**Task brief:**
Below are records to be repeated exactly. Leave their pictures behind.

=== Data to use ===

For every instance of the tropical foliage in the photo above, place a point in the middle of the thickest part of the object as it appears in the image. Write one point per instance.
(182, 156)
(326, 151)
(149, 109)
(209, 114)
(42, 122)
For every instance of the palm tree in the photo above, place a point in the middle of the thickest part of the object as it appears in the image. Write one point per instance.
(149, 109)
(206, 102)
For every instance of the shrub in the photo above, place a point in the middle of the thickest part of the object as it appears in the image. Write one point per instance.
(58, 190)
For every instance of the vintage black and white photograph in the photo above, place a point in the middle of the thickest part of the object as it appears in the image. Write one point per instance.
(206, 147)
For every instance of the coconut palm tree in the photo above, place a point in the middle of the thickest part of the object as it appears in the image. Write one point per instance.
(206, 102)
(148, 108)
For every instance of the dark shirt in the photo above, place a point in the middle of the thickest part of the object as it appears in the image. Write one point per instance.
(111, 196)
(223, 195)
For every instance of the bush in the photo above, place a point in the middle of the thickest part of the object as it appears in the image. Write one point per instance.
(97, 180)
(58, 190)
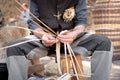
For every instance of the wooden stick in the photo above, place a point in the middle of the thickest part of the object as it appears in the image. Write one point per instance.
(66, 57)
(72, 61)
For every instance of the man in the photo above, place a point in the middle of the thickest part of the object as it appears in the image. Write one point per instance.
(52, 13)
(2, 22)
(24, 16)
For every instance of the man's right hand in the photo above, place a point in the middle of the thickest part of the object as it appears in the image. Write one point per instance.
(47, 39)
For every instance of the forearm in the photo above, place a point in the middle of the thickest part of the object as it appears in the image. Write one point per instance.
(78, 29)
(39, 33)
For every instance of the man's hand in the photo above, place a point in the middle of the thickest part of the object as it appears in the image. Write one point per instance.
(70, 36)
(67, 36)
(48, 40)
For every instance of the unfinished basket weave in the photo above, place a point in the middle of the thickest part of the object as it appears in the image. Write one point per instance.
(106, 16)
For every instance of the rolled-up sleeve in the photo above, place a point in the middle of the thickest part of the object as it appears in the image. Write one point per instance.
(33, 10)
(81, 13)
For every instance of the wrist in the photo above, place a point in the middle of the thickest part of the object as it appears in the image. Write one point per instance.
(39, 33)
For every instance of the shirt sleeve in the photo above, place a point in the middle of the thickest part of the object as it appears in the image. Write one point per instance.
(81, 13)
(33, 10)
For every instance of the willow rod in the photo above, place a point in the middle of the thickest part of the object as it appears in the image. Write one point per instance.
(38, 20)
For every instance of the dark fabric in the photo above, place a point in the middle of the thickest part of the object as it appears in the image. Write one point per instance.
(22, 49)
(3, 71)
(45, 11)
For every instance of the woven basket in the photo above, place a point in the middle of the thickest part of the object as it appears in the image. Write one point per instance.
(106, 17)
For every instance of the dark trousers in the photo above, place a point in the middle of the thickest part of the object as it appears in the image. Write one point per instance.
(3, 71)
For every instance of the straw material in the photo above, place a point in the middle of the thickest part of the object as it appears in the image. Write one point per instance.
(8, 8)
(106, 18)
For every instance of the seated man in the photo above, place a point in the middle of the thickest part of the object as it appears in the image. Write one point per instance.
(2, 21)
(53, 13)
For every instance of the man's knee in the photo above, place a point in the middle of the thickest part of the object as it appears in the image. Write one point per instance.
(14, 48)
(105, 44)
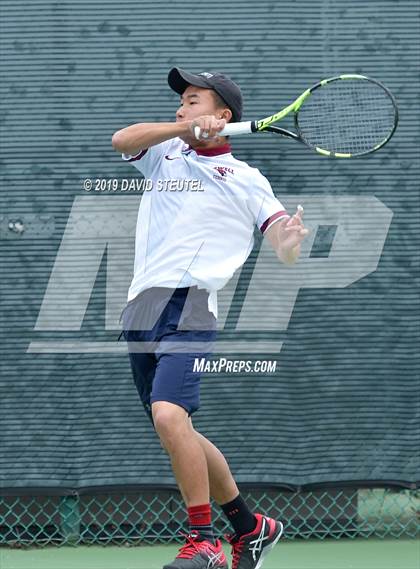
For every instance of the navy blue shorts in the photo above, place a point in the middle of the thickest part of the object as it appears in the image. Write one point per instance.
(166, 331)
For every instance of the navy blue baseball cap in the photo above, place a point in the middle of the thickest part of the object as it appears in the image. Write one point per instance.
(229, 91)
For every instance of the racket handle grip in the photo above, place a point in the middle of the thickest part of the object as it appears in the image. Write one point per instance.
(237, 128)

===

**Answer box:**
For every instance of the tropical foliage in the photo above, place a point in the middle of the thickest part of the object as it appears in the image. Write one point per instance.
(182, 156)
(326, 151)
(149, 109)
(209, 114)
(42, 122)
For every instance of the palm tree in the photo above, place a point in the middle of the thickest part of the object as it appears in the image. Write one point per instance.
(149, 109)
(206, 102)
For every instance of the shrub in the photo above, place a point in the middle of the thickest part of the object as it appears in the image. Write one point per instance.
(58, 190)
For every instance of the vintage black and white photograph in the photo above, place a point in the middle of the thickest part of the object as it appears in the image. Write one point per instance.
(206, 147)
For every instance of the coconut palm tree in the photo above, place a point in the middle of the thickest part of the object as it appears in the image. Write one point per instance.
(206, 102)
(148, 108)
For every instance of the dark shirt in the photo above, place a point in the middle of the thickest part of the object as it appears in the image. Write one point per instance.
(111, 196)
(223, 195)
For every instance of the bush in the photo above, place a point in the middle of the thickest part of the object as it appears in the image. Write one point per instance.
(97, 180)
(58, 190)
For every instance of the wooden stick in the photo above, place a point in the middle of the thickest part of the object as it appears in the image. Write one point per instance.
(66, 57)
(72, 61)
For every instance of the man in the photo above, place a point in the middle of the thickest part of the object as it appears in the image. Write one point per instance.
(52, 13)
(2, 22)
(24, 16)
For every instance of the man's right hand in the photo above, place a point in the middle of the thickest part of the object as it appears in the image. Write one point per instance.
(47, 39)
For every instance of the forearm in the photo above, place a point in the middle of the thickest part of the object as it appears in the image. Write one point per instance.
(78, 29)
(39, 33)
For every instance of the man's hand in the photo above, place a point in the middle of the thickest part of the object as it appears in the image. Write one point per instance.
(70, 36)
(67, 36)
(48, 40)
For every instance of the unfinished basket weave in the photo above, place a point in the middle of the thickest part of the object as it appears in the image. Write one point per instance.
(106, 16)
For every instance of the rolled-up sleeve in the photo above, place a point in the middle of the thickest part of the object as it appears in the image. Write one point per instance.
(33, 10)
(81, 13)
For every instance of the wrist in the photo above, place a point in the middle of the thickest part of the object as it appears in the image. Write one point per instance.
(39, 33)
For every instance of the shirt sleeve in the photo above, place a point in the middle of the thickest part of the object as it appears in the image. Write one point per instance.
(81, 13)
(33, 10)
For every instance of the willow rod in the photo above, place a point in the middle of the thickest part of the object as it appears in the image. Write one point per instance.
(38, 20)
For every instance of the dark fabric in the photo above, place a point in the middle of the thickest part of the object as it appears in the image. Write one point per instance.
(22, 49)
(3, 71)
(45, 11)
For every instance of the woven basket in the photo above, place a point in the middle of the thickest part of the object as it appears in the image. Write one point per instance.
(106, 17)
For every instance of the dark trousers in the photo above, place a point in the middle of the thickest part of the object as it appears in the image. Write one point per instance.
(3, 71)
For every instance of the straw material in the photo above, place a point in the middle of the thickest part of the object as it appears in the image. Write one point per instance.
(8, 8)
(106, 18)
For every instance of the seated man in the photo above, place a point in the middle of the thickest part of the object as it appears in the image. Write one point per instance.
(2, 21)
(53, 13)
For every instance of the man's knee in the photo above, place a point in the middle of the thickest part of the object as it appears in the image. Write one point per instance.
(14, 48)
(105, 44)
For every instance of the navy blue shorts in the photo above, place a point in the middle of the thickest part of the object as it appears in the image. Write one point per instance.
(166, 331)
For every instance of the navy blue baseball cap in the photo above, place a point in the middle of the thickest part of the object as it appears in the image. Write one point per instance.
(229, 91)
For every instance of the racket handle grip in the photo above, place a point in the middle of the thickest part of the object as it appears in the image. Write one point per instance.
(237, 128)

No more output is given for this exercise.